### OBJECTIVE
Arrange the lines as a Markdown table with the columns "No." and "Line." Start at the first line and go through the line containing "[0,378,160,652]", include both, and leave out blank lines.

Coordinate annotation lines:

________

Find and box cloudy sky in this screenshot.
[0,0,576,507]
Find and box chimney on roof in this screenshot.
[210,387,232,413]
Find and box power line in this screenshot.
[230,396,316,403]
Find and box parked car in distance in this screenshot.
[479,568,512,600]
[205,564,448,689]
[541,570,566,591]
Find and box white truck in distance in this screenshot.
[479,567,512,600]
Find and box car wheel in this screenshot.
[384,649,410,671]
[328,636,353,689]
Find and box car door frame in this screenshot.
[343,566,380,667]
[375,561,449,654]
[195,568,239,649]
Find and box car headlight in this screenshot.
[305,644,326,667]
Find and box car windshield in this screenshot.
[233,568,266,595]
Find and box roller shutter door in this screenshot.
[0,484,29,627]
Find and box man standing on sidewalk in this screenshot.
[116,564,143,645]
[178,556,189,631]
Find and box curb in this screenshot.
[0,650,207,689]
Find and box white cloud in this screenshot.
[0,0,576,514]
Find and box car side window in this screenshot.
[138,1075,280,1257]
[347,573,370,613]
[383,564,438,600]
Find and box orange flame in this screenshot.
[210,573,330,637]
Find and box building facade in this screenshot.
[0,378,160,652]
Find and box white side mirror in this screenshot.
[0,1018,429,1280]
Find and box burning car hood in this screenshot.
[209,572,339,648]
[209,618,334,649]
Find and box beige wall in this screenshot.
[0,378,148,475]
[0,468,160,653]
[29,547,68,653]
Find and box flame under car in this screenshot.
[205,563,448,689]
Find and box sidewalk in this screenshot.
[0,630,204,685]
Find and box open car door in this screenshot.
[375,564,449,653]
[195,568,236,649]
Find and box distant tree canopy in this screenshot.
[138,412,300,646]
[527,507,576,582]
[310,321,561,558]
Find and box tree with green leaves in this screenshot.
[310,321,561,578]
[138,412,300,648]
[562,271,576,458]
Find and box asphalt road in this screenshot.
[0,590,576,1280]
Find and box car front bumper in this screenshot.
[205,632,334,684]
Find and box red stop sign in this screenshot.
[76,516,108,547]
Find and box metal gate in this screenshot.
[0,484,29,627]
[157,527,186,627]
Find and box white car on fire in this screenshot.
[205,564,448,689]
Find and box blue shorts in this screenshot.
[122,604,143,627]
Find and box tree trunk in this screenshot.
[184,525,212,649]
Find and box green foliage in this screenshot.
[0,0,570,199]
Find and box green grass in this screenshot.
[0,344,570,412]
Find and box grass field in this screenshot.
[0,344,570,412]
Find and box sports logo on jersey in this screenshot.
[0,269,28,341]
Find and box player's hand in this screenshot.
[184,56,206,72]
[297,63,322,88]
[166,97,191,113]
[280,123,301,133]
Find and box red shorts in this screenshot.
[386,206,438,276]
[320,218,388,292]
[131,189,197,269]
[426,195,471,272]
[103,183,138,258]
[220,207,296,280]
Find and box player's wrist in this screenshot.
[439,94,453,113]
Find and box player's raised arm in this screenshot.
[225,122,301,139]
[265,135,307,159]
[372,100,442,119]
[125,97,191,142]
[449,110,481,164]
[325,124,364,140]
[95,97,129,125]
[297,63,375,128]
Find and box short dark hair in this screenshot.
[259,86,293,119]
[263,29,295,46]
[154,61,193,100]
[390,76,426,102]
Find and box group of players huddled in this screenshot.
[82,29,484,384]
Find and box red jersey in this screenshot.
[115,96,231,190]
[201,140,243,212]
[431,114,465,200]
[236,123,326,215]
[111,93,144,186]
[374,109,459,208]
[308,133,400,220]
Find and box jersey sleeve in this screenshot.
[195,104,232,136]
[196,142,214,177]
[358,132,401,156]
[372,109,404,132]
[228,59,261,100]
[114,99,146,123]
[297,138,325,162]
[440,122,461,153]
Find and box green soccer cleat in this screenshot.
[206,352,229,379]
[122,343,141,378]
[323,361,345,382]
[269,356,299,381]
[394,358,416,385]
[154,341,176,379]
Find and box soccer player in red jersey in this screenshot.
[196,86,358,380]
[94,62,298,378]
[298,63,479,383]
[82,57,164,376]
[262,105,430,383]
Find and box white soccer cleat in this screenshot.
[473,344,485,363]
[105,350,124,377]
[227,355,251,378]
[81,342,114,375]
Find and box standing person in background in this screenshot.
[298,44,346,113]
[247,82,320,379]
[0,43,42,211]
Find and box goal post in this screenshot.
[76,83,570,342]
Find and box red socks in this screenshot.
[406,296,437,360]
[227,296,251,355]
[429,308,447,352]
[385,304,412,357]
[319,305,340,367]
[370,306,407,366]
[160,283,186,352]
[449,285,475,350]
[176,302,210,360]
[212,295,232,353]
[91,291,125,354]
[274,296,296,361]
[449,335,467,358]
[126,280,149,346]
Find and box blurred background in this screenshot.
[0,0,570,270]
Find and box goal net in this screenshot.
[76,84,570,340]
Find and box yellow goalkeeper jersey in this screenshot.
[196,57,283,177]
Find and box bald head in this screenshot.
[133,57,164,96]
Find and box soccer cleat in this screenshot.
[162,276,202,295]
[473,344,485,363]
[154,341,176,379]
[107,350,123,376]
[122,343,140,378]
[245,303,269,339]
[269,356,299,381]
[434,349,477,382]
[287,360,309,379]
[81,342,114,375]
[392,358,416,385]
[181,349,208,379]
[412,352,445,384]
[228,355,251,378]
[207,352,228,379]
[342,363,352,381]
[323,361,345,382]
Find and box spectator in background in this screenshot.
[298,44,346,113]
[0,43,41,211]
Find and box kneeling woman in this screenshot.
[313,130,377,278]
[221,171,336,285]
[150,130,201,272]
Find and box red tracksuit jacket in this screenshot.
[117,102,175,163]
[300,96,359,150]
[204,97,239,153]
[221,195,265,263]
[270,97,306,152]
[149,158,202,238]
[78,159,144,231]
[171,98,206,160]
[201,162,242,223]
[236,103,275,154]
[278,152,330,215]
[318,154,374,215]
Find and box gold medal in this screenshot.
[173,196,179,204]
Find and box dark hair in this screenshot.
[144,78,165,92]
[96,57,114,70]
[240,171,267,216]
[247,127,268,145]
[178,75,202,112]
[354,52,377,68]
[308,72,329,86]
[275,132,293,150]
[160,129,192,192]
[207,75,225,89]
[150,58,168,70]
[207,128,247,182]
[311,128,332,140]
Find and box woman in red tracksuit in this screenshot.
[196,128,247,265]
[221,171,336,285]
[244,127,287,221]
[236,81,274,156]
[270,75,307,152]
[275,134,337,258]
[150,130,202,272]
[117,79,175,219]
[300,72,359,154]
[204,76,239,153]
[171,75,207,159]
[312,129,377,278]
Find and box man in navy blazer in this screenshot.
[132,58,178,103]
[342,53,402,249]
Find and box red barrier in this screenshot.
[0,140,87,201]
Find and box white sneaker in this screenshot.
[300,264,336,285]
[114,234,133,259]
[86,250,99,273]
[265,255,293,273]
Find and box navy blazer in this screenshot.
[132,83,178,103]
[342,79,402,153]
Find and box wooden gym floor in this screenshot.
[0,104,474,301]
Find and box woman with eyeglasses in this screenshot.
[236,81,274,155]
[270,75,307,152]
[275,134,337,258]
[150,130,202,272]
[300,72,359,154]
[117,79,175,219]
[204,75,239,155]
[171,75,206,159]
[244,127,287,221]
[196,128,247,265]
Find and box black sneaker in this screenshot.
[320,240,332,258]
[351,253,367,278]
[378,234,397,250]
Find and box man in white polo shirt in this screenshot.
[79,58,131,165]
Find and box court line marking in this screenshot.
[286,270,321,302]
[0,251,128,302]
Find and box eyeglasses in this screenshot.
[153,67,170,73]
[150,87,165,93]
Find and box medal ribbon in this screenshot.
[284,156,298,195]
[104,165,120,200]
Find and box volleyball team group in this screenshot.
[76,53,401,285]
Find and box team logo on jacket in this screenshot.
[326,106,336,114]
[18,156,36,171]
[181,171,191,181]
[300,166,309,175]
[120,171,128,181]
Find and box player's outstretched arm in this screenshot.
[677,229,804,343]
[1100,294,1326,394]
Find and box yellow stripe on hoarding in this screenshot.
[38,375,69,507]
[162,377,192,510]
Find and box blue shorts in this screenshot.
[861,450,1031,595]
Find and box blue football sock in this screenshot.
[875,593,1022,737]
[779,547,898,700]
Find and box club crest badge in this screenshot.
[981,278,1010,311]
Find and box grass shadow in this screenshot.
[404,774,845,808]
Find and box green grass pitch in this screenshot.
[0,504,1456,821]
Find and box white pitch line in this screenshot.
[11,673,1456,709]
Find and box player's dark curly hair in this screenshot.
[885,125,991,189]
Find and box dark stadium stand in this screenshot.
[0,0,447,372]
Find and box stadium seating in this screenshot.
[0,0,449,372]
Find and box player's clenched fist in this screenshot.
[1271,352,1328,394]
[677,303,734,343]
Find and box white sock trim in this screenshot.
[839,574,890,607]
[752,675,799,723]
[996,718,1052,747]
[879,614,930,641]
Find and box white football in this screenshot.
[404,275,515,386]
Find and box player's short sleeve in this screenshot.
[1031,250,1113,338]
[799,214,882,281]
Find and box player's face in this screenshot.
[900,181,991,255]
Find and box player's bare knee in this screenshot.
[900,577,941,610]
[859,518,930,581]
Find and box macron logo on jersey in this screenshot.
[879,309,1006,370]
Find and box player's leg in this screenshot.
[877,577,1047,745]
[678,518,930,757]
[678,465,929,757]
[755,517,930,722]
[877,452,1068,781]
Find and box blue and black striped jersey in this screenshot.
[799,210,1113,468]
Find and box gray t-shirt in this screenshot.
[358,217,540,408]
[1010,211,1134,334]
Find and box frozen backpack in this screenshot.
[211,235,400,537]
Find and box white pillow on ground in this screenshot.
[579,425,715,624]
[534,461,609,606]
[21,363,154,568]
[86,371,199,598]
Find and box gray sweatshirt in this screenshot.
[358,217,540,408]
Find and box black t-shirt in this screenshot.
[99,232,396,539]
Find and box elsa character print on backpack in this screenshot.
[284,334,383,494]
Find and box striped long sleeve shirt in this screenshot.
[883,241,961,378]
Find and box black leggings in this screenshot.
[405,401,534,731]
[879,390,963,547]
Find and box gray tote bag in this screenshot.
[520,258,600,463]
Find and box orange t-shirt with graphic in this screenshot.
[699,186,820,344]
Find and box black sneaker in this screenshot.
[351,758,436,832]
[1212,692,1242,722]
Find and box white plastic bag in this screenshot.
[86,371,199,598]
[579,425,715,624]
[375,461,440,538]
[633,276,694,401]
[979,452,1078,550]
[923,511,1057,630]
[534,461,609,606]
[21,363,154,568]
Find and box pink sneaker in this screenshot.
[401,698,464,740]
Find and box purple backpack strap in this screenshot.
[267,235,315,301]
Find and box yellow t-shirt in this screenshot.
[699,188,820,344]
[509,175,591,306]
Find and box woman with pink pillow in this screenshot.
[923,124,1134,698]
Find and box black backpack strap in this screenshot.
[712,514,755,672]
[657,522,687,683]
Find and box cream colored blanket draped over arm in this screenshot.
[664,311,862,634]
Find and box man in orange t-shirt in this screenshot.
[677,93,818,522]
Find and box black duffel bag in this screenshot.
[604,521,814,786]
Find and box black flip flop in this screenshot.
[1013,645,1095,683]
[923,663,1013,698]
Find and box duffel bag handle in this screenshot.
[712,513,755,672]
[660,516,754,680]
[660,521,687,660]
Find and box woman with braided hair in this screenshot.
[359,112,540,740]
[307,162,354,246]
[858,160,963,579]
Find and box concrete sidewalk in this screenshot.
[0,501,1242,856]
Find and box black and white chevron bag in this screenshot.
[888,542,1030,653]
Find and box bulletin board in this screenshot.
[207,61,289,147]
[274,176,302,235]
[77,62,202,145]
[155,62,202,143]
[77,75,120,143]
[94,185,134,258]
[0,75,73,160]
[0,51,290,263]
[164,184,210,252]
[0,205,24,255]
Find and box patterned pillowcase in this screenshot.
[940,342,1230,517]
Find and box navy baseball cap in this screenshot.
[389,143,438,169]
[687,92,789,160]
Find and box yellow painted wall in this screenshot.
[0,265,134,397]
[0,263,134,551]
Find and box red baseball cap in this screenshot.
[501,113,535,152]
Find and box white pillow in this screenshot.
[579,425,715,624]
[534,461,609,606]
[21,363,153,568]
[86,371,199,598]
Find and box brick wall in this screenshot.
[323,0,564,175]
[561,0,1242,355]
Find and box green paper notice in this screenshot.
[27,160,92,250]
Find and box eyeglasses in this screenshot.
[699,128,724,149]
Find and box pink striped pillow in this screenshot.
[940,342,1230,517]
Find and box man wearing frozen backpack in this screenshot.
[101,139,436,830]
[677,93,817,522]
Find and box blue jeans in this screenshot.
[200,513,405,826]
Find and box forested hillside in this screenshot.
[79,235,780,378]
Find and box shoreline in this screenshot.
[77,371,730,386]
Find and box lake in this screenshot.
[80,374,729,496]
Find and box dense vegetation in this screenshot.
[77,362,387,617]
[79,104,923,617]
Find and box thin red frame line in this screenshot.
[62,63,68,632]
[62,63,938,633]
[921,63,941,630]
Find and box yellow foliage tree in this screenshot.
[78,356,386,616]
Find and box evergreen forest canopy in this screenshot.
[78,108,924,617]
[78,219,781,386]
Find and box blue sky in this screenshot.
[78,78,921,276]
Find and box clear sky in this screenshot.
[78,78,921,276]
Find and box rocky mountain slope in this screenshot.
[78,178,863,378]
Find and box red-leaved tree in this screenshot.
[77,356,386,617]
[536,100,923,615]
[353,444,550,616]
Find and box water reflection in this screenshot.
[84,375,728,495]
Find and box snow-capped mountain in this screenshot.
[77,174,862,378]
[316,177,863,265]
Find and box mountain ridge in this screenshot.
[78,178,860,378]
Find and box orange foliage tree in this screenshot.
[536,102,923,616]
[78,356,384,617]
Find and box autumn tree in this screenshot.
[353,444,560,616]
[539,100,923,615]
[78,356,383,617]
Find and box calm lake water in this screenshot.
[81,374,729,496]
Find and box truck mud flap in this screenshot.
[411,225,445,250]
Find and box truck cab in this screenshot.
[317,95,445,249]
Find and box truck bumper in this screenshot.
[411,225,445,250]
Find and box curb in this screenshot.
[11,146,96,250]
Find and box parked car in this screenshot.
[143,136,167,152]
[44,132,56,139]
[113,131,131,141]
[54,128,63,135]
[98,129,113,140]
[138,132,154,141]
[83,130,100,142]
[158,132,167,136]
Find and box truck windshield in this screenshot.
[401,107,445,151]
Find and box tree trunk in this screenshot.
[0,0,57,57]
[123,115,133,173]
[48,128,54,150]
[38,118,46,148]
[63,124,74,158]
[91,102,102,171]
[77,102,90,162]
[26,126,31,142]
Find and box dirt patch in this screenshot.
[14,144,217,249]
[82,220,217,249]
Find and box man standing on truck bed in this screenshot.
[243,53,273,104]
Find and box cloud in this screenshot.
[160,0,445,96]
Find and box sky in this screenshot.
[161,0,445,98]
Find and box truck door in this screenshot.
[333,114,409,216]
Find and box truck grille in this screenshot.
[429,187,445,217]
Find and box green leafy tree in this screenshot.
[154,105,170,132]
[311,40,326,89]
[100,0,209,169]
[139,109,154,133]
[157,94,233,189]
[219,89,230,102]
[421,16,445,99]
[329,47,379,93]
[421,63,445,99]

________

### EXERCISE RESPONSE
| No. | Line |
|---|---|
| 1 | Find and box cloudy sky in this screenshot. |
| 2 | [0,0,576,507] |
| 3 | Find and box chimney on roof in this screenshot. |
| 4 | [210,387,232,413] |
| 5 | Find and box power line in this screenshot. |
| 6 | [230,396,316,403] |
| 7 | Find and box parked car in distance in this screenshot. |
| 8 | [479,568,512,600] |
| 9 | [205,564,448,689] |
| 10 | [541,570,566,591] |
| 11 | Find and box white truck in distance in this screenshot. |
| 12 | [479,567,512,600] |
| 13 | Find and box car wheel in this screenshot. |
| 14 | [384,649,410,671] |
| 15 | [328,636,353,689] |
| 16 | Find and box car door frame in this screenshot. |
| 17 | [343,566,380,667] |
| 18 | [375,561,449,654] |
| 19 | [195,568,239,649] |
| 20 | Find and box car headlight in this screenshot. |
| 21 | [305,644,326,667] |
| 22 | Find and box car windshield in this screenshot. |
| 23 | [233,568,266,595] |
| 24 | Find and box roller shutter door in this screenshot. |
| 25 | [0,484,29,627] |
| 26 | Find and box man standing on sidewalk in this screenshot. |
| 27 | [116,564,143,645] |
| 28 | [178,556,189,631] |
| 29 | Find and box curb in this screenshot. |
| 30 | [0,650,207,689] |
| 31 | Find and box white cloud in this screenshot. |
| 32 | [0,0,576,514] |
| 33 | Find and box car side window in this screenshot. |
| 34 | [138,1075,280,1257] |
| 35 | [347,573,370,613] |
| 36 | [383,564,438,600] |
| 37 | Find and box orange flame in this screenshot. |
| 38 | [210,573,330,637] |
| 39 | Find and box building facade in this screenshot. |
| 40 | [0,378,160,652] |